* Your instructions *
All lines below must be repeated exactly, with the pictures omitted.

:: Source information ::

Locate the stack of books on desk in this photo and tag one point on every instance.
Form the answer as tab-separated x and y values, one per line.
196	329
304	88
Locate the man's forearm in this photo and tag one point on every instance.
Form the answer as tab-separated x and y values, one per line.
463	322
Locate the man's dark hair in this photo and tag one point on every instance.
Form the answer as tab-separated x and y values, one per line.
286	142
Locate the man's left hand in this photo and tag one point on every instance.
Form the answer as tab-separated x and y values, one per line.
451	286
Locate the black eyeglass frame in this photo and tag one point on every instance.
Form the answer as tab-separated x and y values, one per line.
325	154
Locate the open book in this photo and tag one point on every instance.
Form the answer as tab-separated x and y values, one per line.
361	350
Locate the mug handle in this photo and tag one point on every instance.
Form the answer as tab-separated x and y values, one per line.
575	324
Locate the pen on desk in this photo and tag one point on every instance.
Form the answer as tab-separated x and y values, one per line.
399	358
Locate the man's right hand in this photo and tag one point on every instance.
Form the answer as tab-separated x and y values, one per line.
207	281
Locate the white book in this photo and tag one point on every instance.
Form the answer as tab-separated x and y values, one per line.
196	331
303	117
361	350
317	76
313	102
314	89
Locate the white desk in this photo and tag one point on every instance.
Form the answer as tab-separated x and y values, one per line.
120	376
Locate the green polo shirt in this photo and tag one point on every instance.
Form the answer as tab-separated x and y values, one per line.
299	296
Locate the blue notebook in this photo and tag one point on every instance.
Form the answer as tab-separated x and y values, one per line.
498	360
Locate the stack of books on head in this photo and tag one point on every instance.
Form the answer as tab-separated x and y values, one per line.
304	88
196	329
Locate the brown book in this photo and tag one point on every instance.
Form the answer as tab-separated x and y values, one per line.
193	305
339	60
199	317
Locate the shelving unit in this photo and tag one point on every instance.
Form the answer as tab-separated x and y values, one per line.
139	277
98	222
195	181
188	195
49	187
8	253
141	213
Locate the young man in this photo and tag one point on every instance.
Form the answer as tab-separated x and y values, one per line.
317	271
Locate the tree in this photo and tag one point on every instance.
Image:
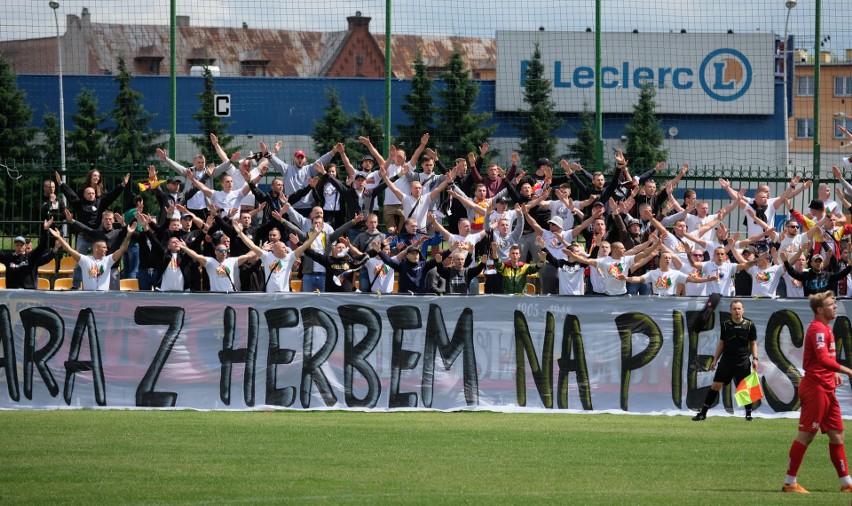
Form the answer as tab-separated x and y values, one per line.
16	132
366	125
419	107
584	149
644	133
131	141
459	129
209	123
86	140
335	126
538	121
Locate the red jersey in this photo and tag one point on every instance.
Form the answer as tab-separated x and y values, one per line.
819	357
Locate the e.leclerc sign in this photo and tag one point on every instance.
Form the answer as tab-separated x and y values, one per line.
692	73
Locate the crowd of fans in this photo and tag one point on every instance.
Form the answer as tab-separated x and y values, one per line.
456	228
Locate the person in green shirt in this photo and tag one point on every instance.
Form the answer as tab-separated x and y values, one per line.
514	272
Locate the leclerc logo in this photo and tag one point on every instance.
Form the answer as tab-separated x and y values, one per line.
725	74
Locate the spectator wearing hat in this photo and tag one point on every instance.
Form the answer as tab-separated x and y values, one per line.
22	265
97	267
554	240
411	268
496	178
820	277
295	175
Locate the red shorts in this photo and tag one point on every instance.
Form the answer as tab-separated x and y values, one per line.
820	409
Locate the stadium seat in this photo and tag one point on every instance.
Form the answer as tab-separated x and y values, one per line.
126	285
48	269
66	266
62	284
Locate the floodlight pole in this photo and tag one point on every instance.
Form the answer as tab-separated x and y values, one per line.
55	5
790	5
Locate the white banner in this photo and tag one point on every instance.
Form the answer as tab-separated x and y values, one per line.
694	73
238	351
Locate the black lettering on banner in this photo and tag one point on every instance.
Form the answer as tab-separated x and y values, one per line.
677	358
629	324
777	322
542	372
402	318
48	319
154	315
355	355
695	396
277	319
462	342
85	324
313	318
9	362
572	340
843	342
228	356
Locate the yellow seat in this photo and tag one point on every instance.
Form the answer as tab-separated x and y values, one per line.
62	284
66	266
128	285
48	269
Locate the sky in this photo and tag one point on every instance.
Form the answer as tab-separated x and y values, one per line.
473	18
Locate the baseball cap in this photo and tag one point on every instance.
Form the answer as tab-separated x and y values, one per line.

:::

* Result of the task *
Locate the stack of books on desk in this photo and tag one point on every instance.
Form the answer as tab-separated x and y values, one per line.
196	329
304	88
Locate the man's forearm in this photo and tag one point on every instance.
Form the answer as tab-separated x and y values, one per line.
463	322
Locate the man's dark hair in this photo and tag one point on every instance.
Form the answer as tab-separated x and y values, one per line.
286	142
Locate the man's left hand in this photo and tag one point on every instance.
Form the answer as tab-separated x and y values, one per line.
451	286
Locate the black eyeglass frame in this photo and tag one point on every instance.
Form the answer as tab-separated x and y values, one per line.
325	154
Locate the open book in this photo and tag one point on every instance.
Form the answer as tab-separated x and y values, one per line.
361	350
Locate the mug handle in this photo and tag one point on every instance.
Form the answer as tab-separated x and y values, one per line.
575	324
Locate the pen on desk in this photo and tag one point on every instance.
Form the answer as tab-separated x and y values, one per line.
399	358
Locate the man's right hand in this photo and tag one point on every instance.
Form the answer as tab-separated x and y values, one per line.
207	281
Locate the white book in this photo and tag one point on every instance.
Form the answer as tab-separated x and y values, one per line.
196	331
303	117
361	350
317	76
313	102
314	89
Locate the white desk in this photo and tag one point on every instance.
Form the answer as tab-separated x and y values, one per line.
120	376
Locate the green polo shirt in this photo and tag one point on every instance.
Form the answer as tab-separated x and y values, one per line.
299	296
Locate the blue notebook in this photo and tag one point on every instance.
Form the answer as tab-separated x and y values, one per line.
498	360
Locate the stack of books on head in this photo and tag one point on every instance.
Form the answer as tab-separated x and y values, one per line.
304	88
196	329
Locate the brown book in this photo and tag one point on every instance.
Form the answer as tab-separated x and y values, one per line.
193	305
339	60
199	317
Locate the shelving unit in this photo and tag one point on every instance.
Form the answer as tab-separated x and y values, one per line.
139	277
98	222
195	181
188	195
49	187
8	253
141	213
Locate the young man in this photo and tag one point on every instance.
Form the answer as tab-separated x and y values, one per line.
317	271
Locate the tree in this photo and tag one point on every instance.
Image:
Form the answer as tab-separated x and y values, one per line.
16	132
366	125
419	107
584	149
644	133
131	141
459	129
209	123
86	140
335	126
538	121
Locate the red jersey in this photo and tag one point on every instance.
Form the answer as tab-separated x and y values, one per line.
819	357
Locate the e.leclerc sign in this photo and tag one point on every instance.
Form the answer as tab-separated x and y values, one per line.
692	73
Locate the crowd of fans in this photo and tag one point on every instance.
Form the answer as tab-separated x and y values, one per line.
456	228
Locate the person in green shirt in this photo and tag one point on every instance.
Form the answer as tab-separated x and y values, one per line.
514	272
Locate the leclerc logo in this photo and tag one point on every instance.
Form the answer as tab-separated x and y values, one per line.
725	74
Locate the spectator wearing hat in this photo and tag one point on every instance.
Form the answer as tab-separated x and y values, one per line.
22	265
97	267
554	240
411	268
496	178
820	277
295	175
Locate the red shorts in this photo and tag one point on every instance.
Form the answer as tab-separated x and y values, one per line.
820	409
Locate the stadium seat in this photo and tag one point on every instance.
Form the answer as tab-separated x and y values, one per line.
126	285
48	269
66	266
62	284
Locate the floodlight pole in this photo and tag one point on every instance.
Form the answer as tab-separated x and y values, one per line.
55	5
790	5
Locate the white banner in this photo and tag one point on every instance.
Form the answer as tab-separated x and y values, one per line.
694	73
238	351
Locate the black lettering on banner in this photo and tag one point on every instance.
Form the answer as tab-separated x and y values, one per line.
677	358
629	324
777	322
542	372
402	318
48	319
154	315
355	355
695	396
277	319
462	342
85	324
313	318
9	362
572	340
843	342
228	356
Locate the yellow seat in this photo and tag one point on every instance.
Form the answer as tab-separated x and y values, one per line.
62	284
66	266
128	285
48	269
Locate the sky in this photo and tag one point on every instance.
Form the answer as tab-separated x and y values, one per line.
473	18
Locate the baseball cap in this photo and tag one point on every instance.
Form the answer as tab-separated x and y values, one per line.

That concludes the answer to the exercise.